> _What the task asks_: Output every entry exactly as written, skipping any pictures.

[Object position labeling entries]
○ ○ ○ ○ ○
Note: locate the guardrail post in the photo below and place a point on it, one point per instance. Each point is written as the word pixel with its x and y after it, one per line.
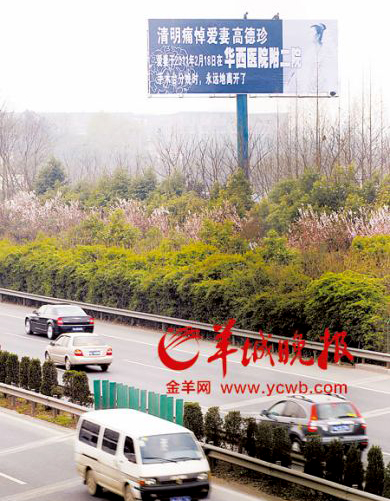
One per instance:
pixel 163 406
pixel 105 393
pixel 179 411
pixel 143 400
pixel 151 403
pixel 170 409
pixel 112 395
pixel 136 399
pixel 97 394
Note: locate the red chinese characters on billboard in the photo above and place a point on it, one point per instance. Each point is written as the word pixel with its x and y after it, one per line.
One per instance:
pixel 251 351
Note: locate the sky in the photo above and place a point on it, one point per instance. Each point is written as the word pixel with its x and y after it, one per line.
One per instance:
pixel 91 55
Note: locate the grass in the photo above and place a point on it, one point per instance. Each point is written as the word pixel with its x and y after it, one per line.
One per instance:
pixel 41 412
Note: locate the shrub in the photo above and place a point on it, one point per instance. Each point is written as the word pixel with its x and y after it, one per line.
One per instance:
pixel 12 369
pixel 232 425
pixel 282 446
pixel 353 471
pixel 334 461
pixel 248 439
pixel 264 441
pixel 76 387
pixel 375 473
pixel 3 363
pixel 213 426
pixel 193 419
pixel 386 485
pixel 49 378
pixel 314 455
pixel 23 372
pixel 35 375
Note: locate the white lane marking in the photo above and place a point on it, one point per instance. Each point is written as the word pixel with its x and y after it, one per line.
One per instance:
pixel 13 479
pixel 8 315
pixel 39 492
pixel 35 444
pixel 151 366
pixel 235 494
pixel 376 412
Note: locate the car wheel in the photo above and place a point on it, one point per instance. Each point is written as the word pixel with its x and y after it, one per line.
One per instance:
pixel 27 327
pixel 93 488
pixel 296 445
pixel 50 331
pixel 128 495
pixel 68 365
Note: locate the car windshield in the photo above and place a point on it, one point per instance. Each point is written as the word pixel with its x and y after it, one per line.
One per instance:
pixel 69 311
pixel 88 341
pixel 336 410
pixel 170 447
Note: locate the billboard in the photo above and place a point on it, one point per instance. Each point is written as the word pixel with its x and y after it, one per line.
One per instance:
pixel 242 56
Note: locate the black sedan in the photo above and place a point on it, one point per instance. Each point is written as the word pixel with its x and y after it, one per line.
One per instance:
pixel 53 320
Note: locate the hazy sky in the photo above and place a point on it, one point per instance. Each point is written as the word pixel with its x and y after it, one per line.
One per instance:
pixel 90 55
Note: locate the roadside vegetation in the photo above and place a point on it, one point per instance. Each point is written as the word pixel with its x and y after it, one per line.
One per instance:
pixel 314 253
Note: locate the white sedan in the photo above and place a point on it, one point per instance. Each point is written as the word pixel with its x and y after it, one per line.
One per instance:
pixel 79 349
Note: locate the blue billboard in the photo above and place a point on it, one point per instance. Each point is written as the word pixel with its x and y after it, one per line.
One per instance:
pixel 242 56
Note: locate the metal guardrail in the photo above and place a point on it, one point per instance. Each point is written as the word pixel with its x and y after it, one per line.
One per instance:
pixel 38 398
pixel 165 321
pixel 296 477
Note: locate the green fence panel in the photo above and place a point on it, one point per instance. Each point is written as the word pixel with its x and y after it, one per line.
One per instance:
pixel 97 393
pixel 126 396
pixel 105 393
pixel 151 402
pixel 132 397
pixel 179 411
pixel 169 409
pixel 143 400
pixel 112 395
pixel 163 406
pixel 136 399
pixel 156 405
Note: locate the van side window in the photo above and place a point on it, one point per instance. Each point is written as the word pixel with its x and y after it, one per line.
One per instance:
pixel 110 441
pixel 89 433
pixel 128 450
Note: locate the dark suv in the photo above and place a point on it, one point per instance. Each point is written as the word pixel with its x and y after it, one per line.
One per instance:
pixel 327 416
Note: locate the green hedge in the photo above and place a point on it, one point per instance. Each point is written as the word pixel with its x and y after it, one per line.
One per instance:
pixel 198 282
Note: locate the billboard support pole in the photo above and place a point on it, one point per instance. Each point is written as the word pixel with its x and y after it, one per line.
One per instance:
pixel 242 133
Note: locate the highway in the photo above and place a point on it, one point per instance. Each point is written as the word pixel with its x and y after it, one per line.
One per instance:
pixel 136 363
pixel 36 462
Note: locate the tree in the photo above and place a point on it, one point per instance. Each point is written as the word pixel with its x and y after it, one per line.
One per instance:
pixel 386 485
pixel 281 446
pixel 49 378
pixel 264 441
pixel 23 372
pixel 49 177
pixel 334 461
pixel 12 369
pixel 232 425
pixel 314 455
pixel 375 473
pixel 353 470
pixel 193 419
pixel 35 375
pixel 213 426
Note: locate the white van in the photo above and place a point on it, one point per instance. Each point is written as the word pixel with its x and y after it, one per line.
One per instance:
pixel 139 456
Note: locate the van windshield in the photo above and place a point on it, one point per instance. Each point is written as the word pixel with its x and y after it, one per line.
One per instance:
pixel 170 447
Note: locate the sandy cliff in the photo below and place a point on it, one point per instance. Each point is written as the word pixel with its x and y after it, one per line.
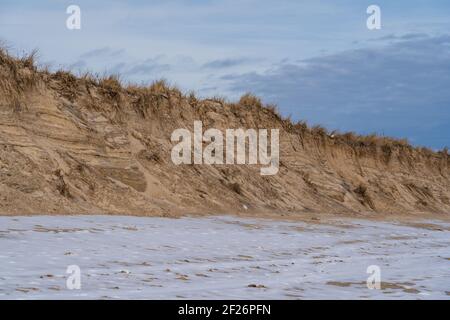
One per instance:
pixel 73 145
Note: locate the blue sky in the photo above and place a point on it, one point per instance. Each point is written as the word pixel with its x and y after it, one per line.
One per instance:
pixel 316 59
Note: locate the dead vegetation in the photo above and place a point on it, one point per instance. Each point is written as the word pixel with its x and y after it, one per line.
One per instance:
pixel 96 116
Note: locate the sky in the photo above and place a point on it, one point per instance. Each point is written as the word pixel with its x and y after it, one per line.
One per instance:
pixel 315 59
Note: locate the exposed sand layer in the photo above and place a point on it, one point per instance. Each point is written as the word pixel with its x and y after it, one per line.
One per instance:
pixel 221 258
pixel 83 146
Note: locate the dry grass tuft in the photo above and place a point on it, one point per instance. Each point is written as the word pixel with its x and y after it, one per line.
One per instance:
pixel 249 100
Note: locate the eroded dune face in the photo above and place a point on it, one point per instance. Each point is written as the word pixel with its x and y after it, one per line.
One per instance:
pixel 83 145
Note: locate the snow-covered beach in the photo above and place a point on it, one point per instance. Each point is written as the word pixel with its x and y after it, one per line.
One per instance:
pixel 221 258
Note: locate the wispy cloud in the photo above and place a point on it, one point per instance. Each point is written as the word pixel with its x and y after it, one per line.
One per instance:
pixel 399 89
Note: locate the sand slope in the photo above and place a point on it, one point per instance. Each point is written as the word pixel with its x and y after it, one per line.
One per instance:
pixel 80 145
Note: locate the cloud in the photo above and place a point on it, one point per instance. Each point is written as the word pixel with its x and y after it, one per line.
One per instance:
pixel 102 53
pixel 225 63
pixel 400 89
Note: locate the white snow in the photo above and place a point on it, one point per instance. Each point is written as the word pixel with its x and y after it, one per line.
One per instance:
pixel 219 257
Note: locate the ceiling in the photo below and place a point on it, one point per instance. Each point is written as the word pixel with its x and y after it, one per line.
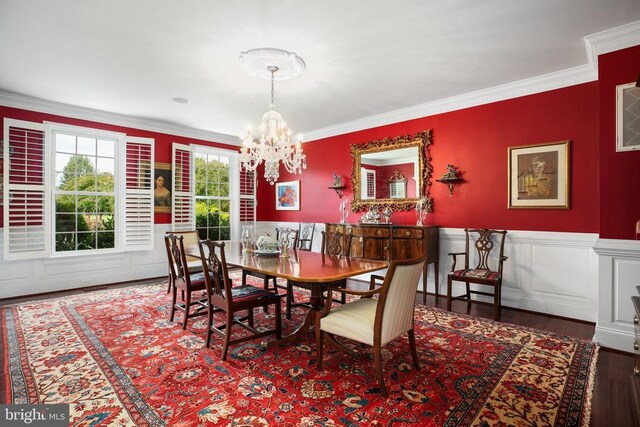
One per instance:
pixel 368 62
○ ○ ○ ○ ○
> _Result of this exercise_:
Note: locate the guardrail post in the photo below and place a point on it, one point per instance. Each point is written as the word pixel with its x and y after it, one per line.
One per instance:
pixel 163 406
pixel 105 393
pixel 179 411
pixel 143 400
pixel 151 403
pixel 170 409
pixel 112 395
pixel 136 399
pixel 97 394
Note: locate the red chinese characters on billboard in the photo above and place a point on it, one point per instance. Each point is written as the word pixel with its x and y after it, one per line.
One per instance:
pixel 251 351
Note: locate the sky in the photo above and place a point on it, one point per instance. Each point is written as the word pixel with its x and y after it, one per line.
One per instance:
pixel 91 55
Note: locate the grass in the photo above and place a point on it, one point per instance. Each point is written as the word pixel with its x and y after it, one per line.
One per instance:
pixel 41 412
Note: locate the shrub in the photo above and place a point on it, one point per instance. Each point is written as the word pixel with its x and y after it, one per line.
One per instance:
pixel 12 369
pixel 232 425
pixel 282 446
pixel 353 471
pixel 334 461
pixel 248 439
pixel 264 441
pixel 76 387
pixel 375 473
pixel 3 363
pixel 213 426
pixel 193 419
pixel 386 485
pixel 49 378
pixel 314 455
pixel 23 372
pixel 35 375
Note: locate the white lane marking in the photo above and place a point on it, one point per instance. Each point is written as the word pixel with its x and y after it, one per line.
One per instance:
pixel 13 479
pixel 8 315
pixel 39 492
pixel 35 444
pixel 151 366
pixel 235 494
pixel 376 412
Note: locate the car wheel in the photo above and place a point on it, one point per instance. Each point is written as the word pixel with its x and y after it, one per line.
One per instance:
pixel 27 327
pixel 93 488
pixel 296 445
pixel 50 331
pixel 128 495
pixel 68 365
Note: locate the car windshield in the photo above and place a point on it, one point per instance. Each point is written as the word pixel with its x and y after it, one per line.
One per instance:
pixel 69 311
pixel 88 341
pixel 336 410
pixel 170 447
Note: locate the billboard in the photo above and place a point on it, one point per instance. Each point is written as the word pixel with its x and y after it, one per line.
One per instance:
pixel 242 56
Note: locate the black sedan in the photo above and place a point on it, one point per instance. Each point is written as the word pixel with its x and y after it, one per line.
One per instance:
pixel 53 320
Note: locate the hazy sky in the photo above and place a point on it, one point per instance. Each point is written as the word pixel with its x and y after it, one per line.
One per instance:
pixel 90 55
Note: locate the roadside vegetation in the photo above and place a point on it, one point per instance. Each point is written as the word pixel with its x and y after it, one per line.
One per instance:
pixel 314 253
Note: locate the white sedan in the photo above and place a point on it, one point per instance. Each point is written as the word pixel with its x and y after it, one per line.
One per instance:
pixel 79 349
Note: locate the blue billboard in the photo above and place a point on it, one point per instance. Each point is written as the word pixel with its x and y after it, one per line.
One per instance:
pixel 242 56
Note: locate the metal guardrail in the photo above and place a point on it, one point per instance. Each point is written as the word pixel with its x and y after it, one per line.
One per instance:
pixel 38 398
pixel 165 321
pixel 296 477
Note: locate the green fence panel in the photo above and place a point on it, one point per instance. Each point is written as the word pixel with its x and y after it, one per line.
One per instance:
pixel 97 393
pixel 126 396
pixel 105 393
pixel 151 402
pixel 132 397
pixel 179 411
pixel 169 409
pixel 143 400
pixel 112 395
pixel 163 406
pixel 136 399
pixel 156 405
Note: locate the van side window in the photo above and place a point on it, one point per instance. Each point is written as the word pixel with its x and y after it, one per line.
One per instance:
pixel 110 441
pixel 89 433
pixel 128 450
Note: locate the dark suv in the photo above and place a point on it, one point per instance. Each point is written as the word pixel with its x and y after it, one per line.
One per instance:
pixel 327 416
Note: locate the green hedge in the photo above and place a point on it, one point per instance. Each point is written as the word pixel with its x and y after it, one per line.
One per instance:
pixel 198 282
Note: locate the billboard support pole in the photo above and place a point on it, one point per instance. Each point is written as the word pixel with its x and y after it, one per line.
One per instance:
pixel 242 133
Note: locate the highway in the photo above and place a point on it, one point per instance. Each point is written as the word pixel with its x and y after it, one per line.
One per instance:
pixel 136 363
pixel 36 462
Note: locate the tree in the photo above and place a point on it, one point per instance. Each point is written as the word pixel with its x and y after it, one per line.
One per instance:
pixel 386 485
pixel 281 446
pixel 49 378
pixel 264 441
pixel 23 372
pixel 49 177
pixel 334 461
pixel 12 369
pixel 232 425
pixel 314 455
pixel 375 473
pixel 353 470
pixel 193 419
pixel 35 375
pixel 213 426
Note: locate the white van in the photo above and place a point on it, one point per instance. Each point is written as the word pixel with its x and y after it, one per line.
One per instance:
pixel 139 456
Note: locate the van windshield in the photo above and place a point on it, one point per instance. Each point is written as the word pixel with its x and y after it, one per line.
One per instance:
pixel 170 447
Note: locate the sandy cliff in the photo below and place a point on it, one point per instance. Each point is written as the word pixel with its x and y after it, one per line.
One per instance:
pixel 73 145
Note: locate the blue sky in the photo above and place a point on it, one point per instance. Each point is written as the word pixel with its x and y after it, one per line.
One per instance:
pixel 316 59
Note: locate the dead vegetation in the photo above and place a point on it, one point per instance. Each point is written as the word pixel with its x and y after it, one per line.
One per instance:
pixel 96 116
Note: locate the sky in the photo above and place a point on it, one point per instance. Each point is written as the word pixel with its x and y after it, one per line.
One per instance:
pixel 315 59
Note: locate the exposed sand layer in the photo above and place a point on it, one point per instance. Each point is written as the word pixel with its x and y after it, one per line.
One per instance:
pixel 221 258
pixel 83 146
Note: locate the dry grass tuft in the photo above and place a point on it, one point per instance. Each point is written as the word pixel with its x and y after it, one per line.
One per instance:
pixel 249 100
Note: locate the eroded dune face in the photo above and place a point on it, one point per instance. Each point is written as the word pixel with its x and y after it, one per line.
One per instance:
pixel 83 145
Note: locate the snow-covered beach in the photo above and place a point on it, one point per instance. Each point is written as the word pixel with its x and y after it, one per line.
One per instance:
pixel 221 258
Note: locate the wispy cloud in the photo above and place a point on it, one point per instance. Each point is written as the word pixel with its x and y after it, one per line.
One per instance:
pixel 399 89
Note: locate the sand slope in the photo above and place a point on it, one point per instance. Each point is written as the word pixel with its x and y after it, one per line.
One per instance:
pixel 80 145
Note: locate the cloud in the photo above and place a point on it, one point per instance. Each point is written as the word pixel with its x and y after it, one per line.
One per instance:
pixel 102 53
pixel 225 63
pixel 400 89
Note: locate the white snow in the photo above and place a point on it, one point per instance. Each point is written as the word pixel with its x and y after it, one per line.
One per instance:
pixel 219 257
Note: locate the ceiling in the photo below and place a point on it, one point per instance. Each point is written as the word pixel with its x and y after it, one per line.
One per instance:
pixel 368 62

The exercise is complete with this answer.